### Required work
Which lines in the records below contain the string "crest"? List each of those lines in full, matching case exactly.

### Dataset excerpts

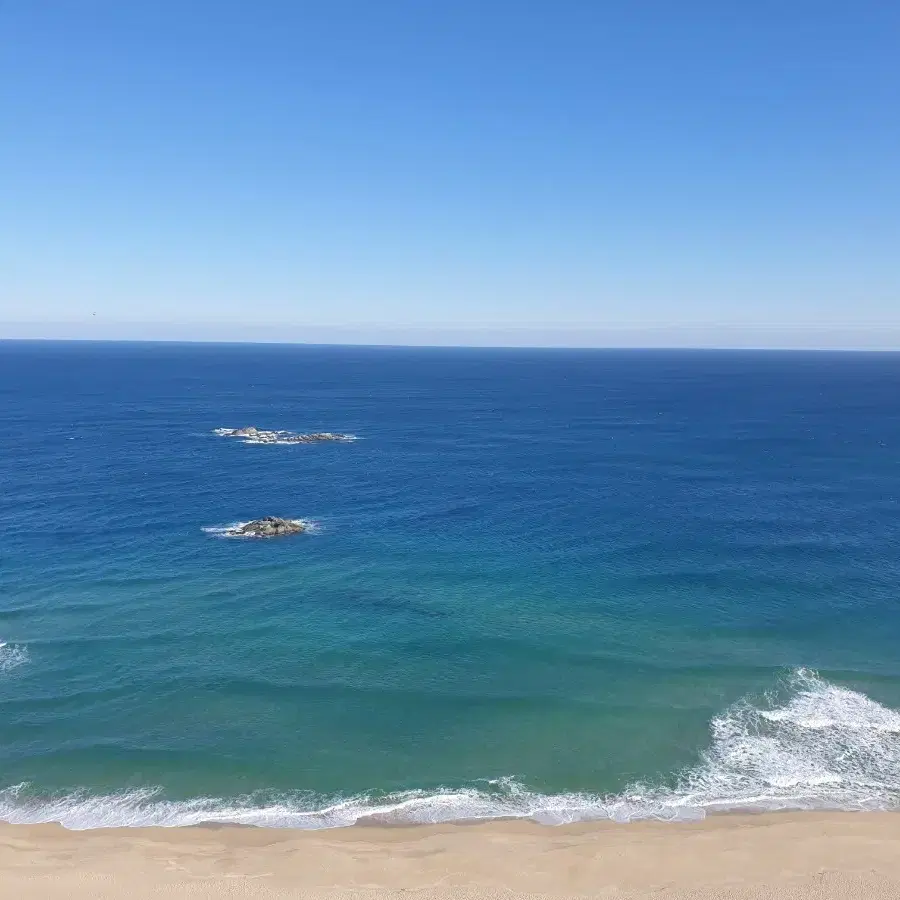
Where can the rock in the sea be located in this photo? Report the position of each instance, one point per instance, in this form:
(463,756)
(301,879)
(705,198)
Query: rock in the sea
(269,526)
(258,436)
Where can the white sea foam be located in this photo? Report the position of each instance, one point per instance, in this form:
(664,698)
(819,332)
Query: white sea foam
(12,656)
(824,747)
(275,437)
(232,530)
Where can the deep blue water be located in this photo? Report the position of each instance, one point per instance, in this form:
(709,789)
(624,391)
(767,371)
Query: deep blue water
(548,583)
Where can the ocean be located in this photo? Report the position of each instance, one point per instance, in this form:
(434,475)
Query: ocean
(562,585)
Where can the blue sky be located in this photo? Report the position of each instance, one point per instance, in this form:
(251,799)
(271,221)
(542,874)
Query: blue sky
(702,172)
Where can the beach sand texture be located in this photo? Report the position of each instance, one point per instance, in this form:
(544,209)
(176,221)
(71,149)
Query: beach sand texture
(783,855)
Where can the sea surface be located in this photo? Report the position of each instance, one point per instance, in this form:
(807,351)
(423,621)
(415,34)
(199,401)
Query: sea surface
(564,585)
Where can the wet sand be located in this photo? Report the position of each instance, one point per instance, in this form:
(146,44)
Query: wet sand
(784,855)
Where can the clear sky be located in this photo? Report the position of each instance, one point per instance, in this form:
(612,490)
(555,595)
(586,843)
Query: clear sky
(484,171)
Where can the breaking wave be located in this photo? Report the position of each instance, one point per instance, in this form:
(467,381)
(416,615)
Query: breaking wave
(822,747)
(12,656)
(230,531)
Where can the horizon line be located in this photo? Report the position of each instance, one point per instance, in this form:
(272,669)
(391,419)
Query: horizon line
(713,348)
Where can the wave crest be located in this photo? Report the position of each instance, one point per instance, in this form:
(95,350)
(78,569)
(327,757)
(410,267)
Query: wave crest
(12,656)
(825,747)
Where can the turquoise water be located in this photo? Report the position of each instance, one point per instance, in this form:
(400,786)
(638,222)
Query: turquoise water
(562,584)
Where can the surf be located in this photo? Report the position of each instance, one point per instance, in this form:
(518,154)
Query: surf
(807,745)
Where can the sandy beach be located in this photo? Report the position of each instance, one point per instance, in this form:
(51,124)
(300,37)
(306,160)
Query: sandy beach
(806,855)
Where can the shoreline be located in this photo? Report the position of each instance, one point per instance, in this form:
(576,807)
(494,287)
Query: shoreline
(731,855)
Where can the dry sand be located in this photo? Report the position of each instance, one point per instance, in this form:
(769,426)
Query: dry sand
(805,855)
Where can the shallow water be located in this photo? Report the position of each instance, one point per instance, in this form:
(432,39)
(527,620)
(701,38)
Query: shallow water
(547,583)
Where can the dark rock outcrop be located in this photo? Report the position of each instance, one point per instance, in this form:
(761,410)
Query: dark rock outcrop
(269,526)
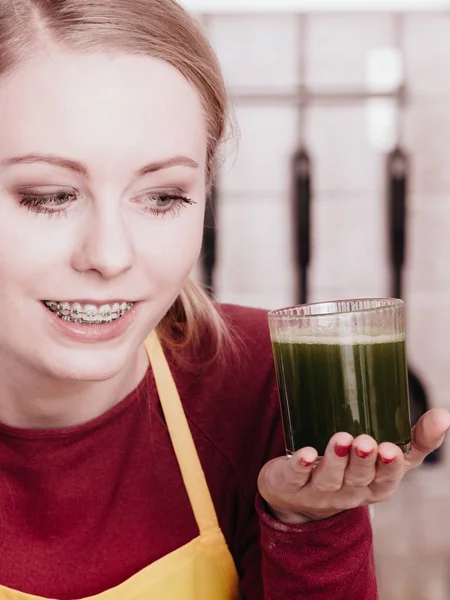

### Result of the task
Where can the wave crest be located in this photo? Report the position of each instance, one point per instance, in this form:
Query: wave crest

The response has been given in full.